TASK OBJECTIVE
Rewrite the lines as a two-column CSV with the headers request and answer: one row for each request, its text in the first quoted field and its answer in the second, with line breaks turned into spaces. Use only the part that opens with the line containing "Target: tree" and closes with the line containing "116), (313, 116)]".

GIVEN RECORDS
>> BEGIN

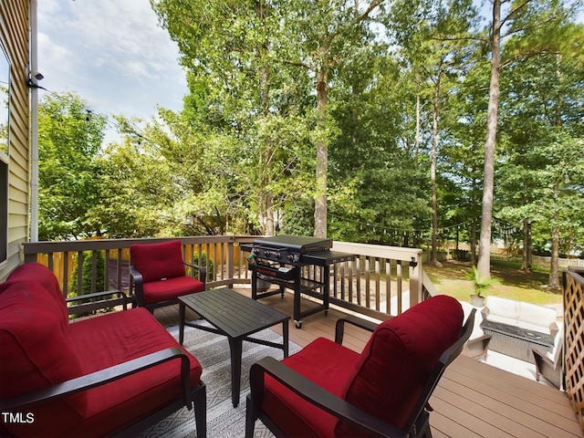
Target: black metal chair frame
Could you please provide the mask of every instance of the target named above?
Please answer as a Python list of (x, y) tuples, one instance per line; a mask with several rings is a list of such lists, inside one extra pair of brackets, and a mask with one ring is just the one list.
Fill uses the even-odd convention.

>> END
>> BEGIN

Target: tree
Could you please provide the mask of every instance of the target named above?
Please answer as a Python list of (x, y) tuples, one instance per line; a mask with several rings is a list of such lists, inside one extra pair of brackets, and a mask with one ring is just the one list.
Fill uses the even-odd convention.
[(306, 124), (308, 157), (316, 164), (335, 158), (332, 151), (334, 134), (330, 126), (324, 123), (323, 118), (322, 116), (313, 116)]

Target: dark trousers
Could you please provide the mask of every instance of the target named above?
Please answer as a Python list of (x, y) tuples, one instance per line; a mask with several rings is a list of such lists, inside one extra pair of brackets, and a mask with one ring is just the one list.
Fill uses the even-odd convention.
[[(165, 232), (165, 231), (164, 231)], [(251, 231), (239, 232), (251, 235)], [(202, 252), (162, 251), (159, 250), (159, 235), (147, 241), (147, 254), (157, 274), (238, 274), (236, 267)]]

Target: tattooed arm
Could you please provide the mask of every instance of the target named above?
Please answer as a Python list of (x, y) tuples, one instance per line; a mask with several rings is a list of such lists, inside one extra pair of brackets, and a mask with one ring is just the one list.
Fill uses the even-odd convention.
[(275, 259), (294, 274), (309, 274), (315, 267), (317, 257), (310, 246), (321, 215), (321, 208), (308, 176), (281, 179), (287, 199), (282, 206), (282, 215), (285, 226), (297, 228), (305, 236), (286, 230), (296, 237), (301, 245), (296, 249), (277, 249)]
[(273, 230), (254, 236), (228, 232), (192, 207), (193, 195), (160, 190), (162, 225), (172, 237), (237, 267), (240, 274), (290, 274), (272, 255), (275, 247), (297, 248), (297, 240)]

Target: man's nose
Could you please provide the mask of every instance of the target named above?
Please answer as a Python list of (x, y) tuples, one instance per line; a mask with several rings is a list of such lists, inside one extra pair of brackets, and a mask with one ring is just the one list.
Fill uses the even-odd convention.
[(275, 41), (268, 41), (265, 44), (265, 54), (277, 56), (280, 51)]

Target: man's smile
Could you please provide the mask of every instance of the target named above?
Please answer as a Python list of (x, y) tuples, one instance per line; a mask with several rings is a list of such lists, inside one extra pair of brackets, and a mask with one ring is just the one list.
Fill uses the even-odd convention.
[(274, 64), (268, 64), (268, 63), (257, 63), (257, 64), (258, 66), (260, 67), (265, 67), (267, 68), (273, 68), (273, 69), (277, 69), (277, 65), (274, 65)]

>> END

RESULT
request,answer
"Target: tree Could you please provide the mask of every instance of the target named above? Please answer as a Python list of (x, y) tuples, one instance per line; a mask with several rings is a list of such lists, inside one extra pair of brackets, and a mask with one ring is just the one list. Fill uses the even-odd convention.","[(306, 124), (308, 157), (316, 164), (335, 158), (332, 151), (334, 134), (330, 126), (324, 123), (323, 118), (322, 116), (313, 116)]"